■ Short exercise:
Copy out the entries below in full and exactly.

[Named object pointing entries]
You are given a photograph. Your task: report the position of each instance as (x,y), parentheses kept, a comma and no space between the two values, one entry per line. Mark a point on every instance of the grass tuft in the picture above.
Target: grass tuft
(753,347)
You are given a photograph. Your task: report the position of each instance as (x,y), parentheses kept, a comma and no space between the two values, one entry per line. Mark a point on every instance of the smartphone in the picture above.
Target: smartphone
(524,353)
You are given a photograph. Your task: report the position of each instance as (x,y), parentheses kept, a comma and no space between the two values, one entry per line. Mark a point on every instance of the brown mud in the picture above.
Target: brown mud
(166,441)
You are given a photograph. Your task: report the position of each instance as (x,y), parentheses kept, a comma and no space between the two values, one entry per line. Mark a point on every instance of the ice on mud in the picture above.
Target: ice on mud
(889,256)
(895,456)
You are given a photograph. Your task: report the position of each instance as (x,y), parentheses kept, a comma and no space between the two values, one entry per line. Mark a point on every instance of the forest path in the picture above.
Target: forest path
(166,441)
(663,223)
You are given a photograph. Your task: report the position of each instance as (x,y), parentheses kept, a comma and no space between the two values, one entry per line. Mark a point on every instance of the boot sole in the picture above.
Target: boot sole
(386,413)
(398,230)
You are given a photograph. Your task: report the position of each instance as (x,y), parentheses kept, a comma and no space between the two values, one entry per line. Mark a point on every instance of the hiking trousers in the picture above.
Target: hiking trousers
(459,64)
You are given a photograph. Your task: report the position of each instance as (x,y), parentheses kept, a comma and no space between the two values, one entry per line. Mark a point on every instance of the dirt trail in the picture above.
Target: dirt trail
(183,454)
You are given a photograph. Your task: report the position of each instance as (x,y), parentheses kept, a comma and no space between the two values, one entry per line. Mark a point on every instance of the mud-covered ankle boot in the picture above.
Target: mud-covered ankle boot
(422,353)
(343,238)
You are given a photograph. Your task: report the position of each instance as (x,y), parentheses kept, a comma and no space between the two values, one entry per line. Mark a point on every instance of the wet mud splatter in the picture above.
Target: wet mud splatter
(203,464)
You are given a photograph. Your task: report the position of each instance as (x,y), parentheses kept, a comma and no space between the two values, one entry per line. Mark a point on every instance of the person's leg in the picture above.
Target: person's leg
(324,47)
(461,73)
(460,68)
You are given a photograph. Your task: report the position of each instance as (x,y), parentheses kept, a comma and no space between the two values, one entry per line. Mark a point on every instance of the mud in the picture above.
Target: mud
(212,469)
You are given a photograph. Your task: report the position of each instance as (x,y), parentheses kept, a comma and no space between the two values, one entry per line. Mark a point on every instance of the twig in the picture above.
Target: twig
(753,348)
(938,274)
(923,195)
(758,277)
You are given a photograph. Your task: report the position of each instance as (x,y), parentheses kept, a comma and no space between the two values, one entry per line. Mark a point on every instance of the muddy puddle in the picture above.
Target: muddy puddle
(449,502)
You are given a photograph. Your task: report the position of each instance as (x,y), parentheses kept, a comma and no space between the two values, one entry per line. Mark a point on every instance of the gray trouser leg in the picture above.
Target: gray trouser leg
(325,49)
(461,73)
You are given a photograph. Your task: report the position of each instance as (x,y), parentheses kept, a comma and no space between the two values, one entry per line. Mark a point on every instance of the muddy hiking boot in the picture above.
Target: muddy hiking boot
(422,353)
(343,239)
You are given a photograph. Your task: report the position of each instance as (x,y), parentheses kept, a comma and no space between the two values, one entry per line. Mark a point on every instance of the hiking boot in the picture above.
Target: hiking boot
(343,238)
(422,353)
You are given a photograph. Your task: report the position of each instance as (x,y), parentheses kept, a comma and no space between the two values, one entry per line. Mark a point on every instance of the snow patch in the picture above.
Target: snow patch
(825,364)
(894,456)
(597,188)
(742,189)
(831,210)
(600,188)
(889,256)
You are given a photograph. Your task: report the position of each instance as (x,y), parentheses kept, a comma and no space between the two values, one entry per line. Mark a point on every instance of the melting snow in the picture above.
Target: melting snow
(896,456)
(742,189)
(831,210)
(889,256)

■ Complete output:
You are given a photograph. Your task: report the position of each instance as (x,y), parentheses kept, a comma and no space between the two values, one entry per line. Mark a point on every instance of the grass tuft in the picture above.
Target: grass tuft
(753,347)
You are given a photograph. Your task: report the position of each instance as (x,y), parentheses kept, a comma and no space between the two values, one entry per line. Mark a point on every instance of the smartphone in the picture above.
Target: smartphone
(524,353)
You are given a photograph. Your task: report the position of each instance as (x,y), parentheses kept, a comma and no space between the two values, one entry per line. Mark a point on every instance of the brown mud in the picture above.
Target: brown mud
(166,441)
You are given a photograph. Your task: report the position of each instance as (x,y), parentheses kept, a comma and no space between the two values, one entry per line. Mark a point on every instance of the ice on mud in the picture above.
Target: ice on mud
(889,256)
(895,456)
You are given a photograph. Your task: report the position of each instance as (x,y), parentheses kept, a comma and no space between the two values, one entry per line. Mark a point on every instance of the forest path in the picture above.
Target: forest path
(166,441)
(663,223)
You are given a photograph. Your task: report the position of each instance as (x,y), parentheses kept, a comma and no space between the two values, one entry per line. Mark a point on every instance of the boot sole in the picture above.
Target: boot sole
(386,413)
(398,230)
You are given a photograph. Your task: report the position of each instance as (x,y), parentheses kept, a comma and no space between the two values, one entry per line. Mark a point on every instance of the hiking trousers in the picture above.
Target: hiking trousers
(459,64)
You are given a photograph. Your task: report the position of each instance as (x,y), parentheses kept, a comma and no space between the two values, one entry per line. Mark a point on every instance of the dirt trail in the picture above.
Target: dirt trail
(183,454)
You are given a photograph. Your task: report the position of each instance as (x,y), parentheses kept, a comma and no space between the two values, one entry per line. Mark a point on every instance of the mud-covered ankle boot in the picture above.
Target: mud-covered ankle boot
(422,353)
(343,238)
You are given a photograph. Your task: report the position of each instance as (x,y), parentheses kept, a comma and no space between the two values, one entry per line. Mark a point on every instance of the wet mud splatter in the picture above.
Target: wet mud splatter
(203,464)
You are given a photograph. Your task: report the position of each instance as (x,y), parentheses kept, a comma and no space between the two values, one entry per line. Mark a point on every instance of the person's leg in the picture above.
Target: person's leg
(324,47)
(461,73)
(460,68)
You are given a photograph. Your task: report the position of each instance as (x,y), parentheses kept, a comma and no space between the two values, one entry per line. Mark a point on every instance of the mud in the picture above.
Target: mud
(212,469)
You are given a photograph. Your task: report the position of each instance as (x,y), parentheses kept, a comma and no space between the two values, one entry per line. Mark a point on every instance of the twig in the picture above.
Target: twig
(753,348)
(938,274)
(923,195)
(758,277)
You are given a photograph. Your task: report the position of each instance as (x,y), parentheses kept, a comma and no space between the two values, one entry per line. Mark a point on every instance of the muddy puddle in the picture above.
Target: muddy puddle
(449,502)
You are given a photograph. Your task: report the position of each instance as (x,y), parentheses kept, a comma and no space between the two values, one entry per line. Mark a point on every instance of the gray trouser leg in the picture above.
Target: gray trouser leg
(325,49)
(461,73)
You are given a photograph. Your task: report the position of each instance as (x,y), parentheses kept, a comma and no space between the two values, one entry per line. Mark a point on every instance of the muddy hiking boot in the picture above.
Target: muddy hiking boot
(422,353)
(343,239)
You are given a photograph. Your task: report the position of each instance as (x,y), parentheses kept, a comma and no space between the two values, one entry per line. Mark a point on every instance of the hiking boot in the picture above.
Target: hiking boot
(343,238)
(422,353)
You are given a photograph. Your task: report the position of each instance as (x,y), parentheses kept, a comma and no space between the two values, one entry per line. Mark a point on every instance of the snow patch in the picture above.
Target: snow patch
(825,364)
(894,456)
(597,188)
(742,189)
(831,210)
(600,188)
(889,256)
You are given a photograph. Your task: report the position of each instance as (x,y), parentheses kept, a comma and no space between the two values, one entry per line. Mark a point on every instance of the melting snow in the picture above.
Target: melting snow
(896,456)
(742,189)
(831,210)
(889,256)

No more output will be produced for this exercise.